══ Selected excerpt

Dr. Persaud's research is part of a larger international effort to unearth and reanalyze the data underpinning old clinical trials, especially those sponsored by pharmaceutical companies with a financial interest in presenting the results as favourably as possible.

In Canada, the trial data that manufacturers submit when seeking approval of a new drug are often considered confidential business information and cannot be released, even in response to a freedom-of-information request.

Dr. Persaud only managed to get the 9,000-page clinical study report on the DIC-301 trial after signing a confidentiality agreement with Health Canada that prohibited him from sharing the document and required him to delete it after publishing his paper.

Health Canada is currently looking at how to make clinical trial data public after it approves a new drug.

Peter Doshi, an assistant professor at the University of Maryland School of Pharmacy and an associate editor at the BMJ (formerly known as the British Medical Journal), said Dr. Persaud's findings are a prime illustration of why all the evidence associated with clinical trials should be made public, not just the conclusions as published in peer-reviewed journals.

"It does not inspire any confidence to hear that investigators, at the outset, decided that a three-point reduction was required to demonstrate clinical relevance, and then – after results were in – decided to not mention that, as if the fact that the three-point threshold wasn't met doesn't matter," said Dr. Doshi, who is leading the Restoring Invisible and Abandoned Trials (RIAT) initiative launched by the BMJ in 2013.

"This shows why clinicians need to be so careful with interpreting the literature, because it is so easy to spin results and in doing so mislead readers."

Diclectin is a time-released combination of two ingredients: pyridoxine, better known as vitamin B6, and doxylamine, an antihistamine.

Marketed as Diclegis in the United States, the drug made headlines in 2015 when then-pregnant reality-TV star Kim Kardashian praised it on her Instagram account.

Diclectin is widely used in Canada, with one prescription written for nearly half of all births.

Versions of the medication have been available in Canada for decades, unlike in the United States, where a pyridoxine-doxylamine combination marketed as Bendectin was voluntarily pulled off pharmacy shelves in 1983 after hundreds of lawsuits were filed alleging it caused birth defects.

════
══ Recorded data

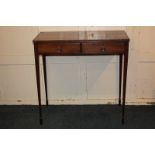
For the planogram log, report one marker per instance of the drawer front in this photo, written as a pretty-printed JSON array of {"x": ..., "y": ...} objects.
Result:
[
  {"x": 93, "y": 48},
  {"x": 59, "y": 48}
]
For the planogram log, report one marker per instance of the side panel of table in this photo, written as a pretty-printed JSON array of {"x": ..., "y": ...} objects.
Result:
[{"x": 82, "y": 49}]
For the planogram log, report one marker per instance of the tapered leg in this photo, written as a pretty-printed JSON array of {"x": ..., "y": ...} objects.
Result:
[
  {"x": 124, "y": 84},
  {"x": 38, "y": 86},
  {"x": 120, "y": 79},
  {"x": 45, "y": 78}
]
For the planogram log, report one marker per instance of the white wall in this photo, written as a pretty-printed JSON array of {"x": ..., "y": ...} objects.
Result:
[{"x": 75, "y": 80}]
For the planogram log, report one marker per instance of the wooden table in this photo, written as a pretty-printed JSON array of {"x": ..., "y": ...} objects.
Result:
[{"x": 82, "y": 43}]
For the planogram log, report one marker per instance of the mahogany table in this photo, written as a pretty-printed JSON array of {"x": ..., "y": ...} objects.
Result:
[{"x": 82, "y": 43}]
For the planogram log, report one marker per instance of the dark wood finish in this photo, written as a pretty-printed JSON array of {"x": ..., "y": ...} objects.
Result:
[
  {"x": 38, "y": 82},
  {"x": 125, "y": 79},
  {"x": 58, "y": 48},
  {"x": 120, "y": 79},
  {"x": 82, "y": 43},
  {"x": 45, "y": 78},
  {"x": 103, "y": 48}
]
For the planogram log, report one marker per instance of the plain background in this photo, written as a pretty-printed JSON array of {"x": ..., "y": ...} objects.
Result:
[{"x": 73, "y": 13}]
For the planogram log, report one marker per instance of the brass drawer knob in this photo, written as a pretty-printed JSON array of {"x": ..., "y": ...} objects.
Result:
[{"x": 103, "y": 49}]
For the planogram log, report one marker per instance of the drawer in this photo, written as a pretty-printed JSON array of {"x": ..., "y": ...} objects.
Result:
[
  {"x": 110, "y": 47},
  {"x": 59, "y": 48}
]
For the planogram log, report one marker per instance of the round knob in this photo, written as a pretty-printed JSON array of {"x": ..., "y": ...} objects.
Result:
[
  {"x": 59, "y": 50},
  {"x": 102, "y": 49}
]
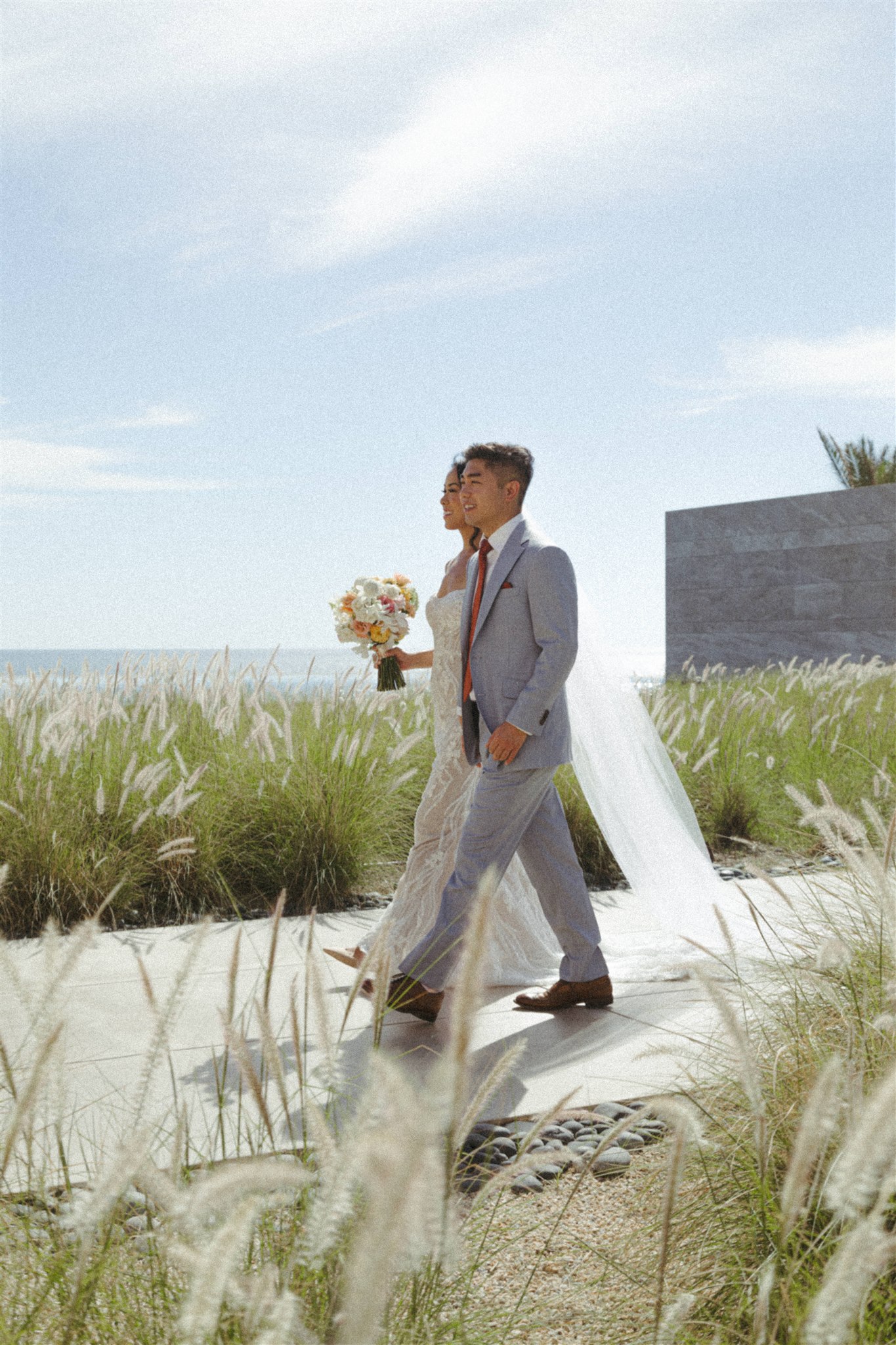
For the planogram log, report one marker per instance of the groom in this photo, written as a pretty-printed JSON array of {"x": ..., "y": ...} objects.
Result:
[{"x": 517, "y": 648}]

════

Questions on the material:
1 > Answer these questions from the Diclectin article, labeling each answer with its letter:
(a) What two ingredients are combined in Diclectin?
(b) How many pages long was the clinical study report on the DIC-301 trial?
(c) In what year did the BMJ launch the Restoring Invisible and Abandoned Trials initiative?
2 > Can you carry the Diclectin article forward from its last sentence?

Responses:
1 >
(a) Pyridoxine (vitamin B6) and doxylamine, an antihistamine.
(b) 9,000 pages.
(c) 2013.

2 >
Subsequent research showed the combination drug was, in fact, safe for women to take in pregnancy.

In 2012, Duchesnay submitted a new application to sell the medication in the U.S.

The FDA's favourable decision relied heavily on the DIC-301 study, a randomized, double-blind control trial that initially recruited 280 pregnant women with morning sickness at six different locations in the United States.

The women were asked to keep daily diaries tracking the duration of their nausea, the number of times they vomited and the number of times they experienced dry heaves.

The combination of those measures produced a score on the Pregnancy Unique Quantification of Emesis scale, aptly abbreviated as the PUQE score.

At the end of the trial, the difference in symptoms between the Diclectin group and the placebo group was 0.7 points, a figure the FDA's report on the medication called statistically significant.

"However," the FDA document says, "The treatment effect is small."

A spokeswoman for the FDA said the organization would review Dr. Persaud's new paper, but its determination that the medication is safe and effective "remains unchanged."

Health Canada, for its part, pointed out that Diclectin was the subject of a fresh safety review in 2016 that included a scientific panel at which Dr. Persaud presented his findings, including what he had learned about the DIC-301 study.

"No new safety or efficacy issues were identified as part of the review," a Health Canada spokesman said. "The available evidence continues to support Diclectin in the treatment of nausea and vomiting during pregnancy."

That does not satisfy Dr. Persaud.

"I have stopped prescribing the medication," he said. "After reviewing all of the information available about this medication I don't think that it should be counted among the effective treatments for nausea and vomiting during pregnancy."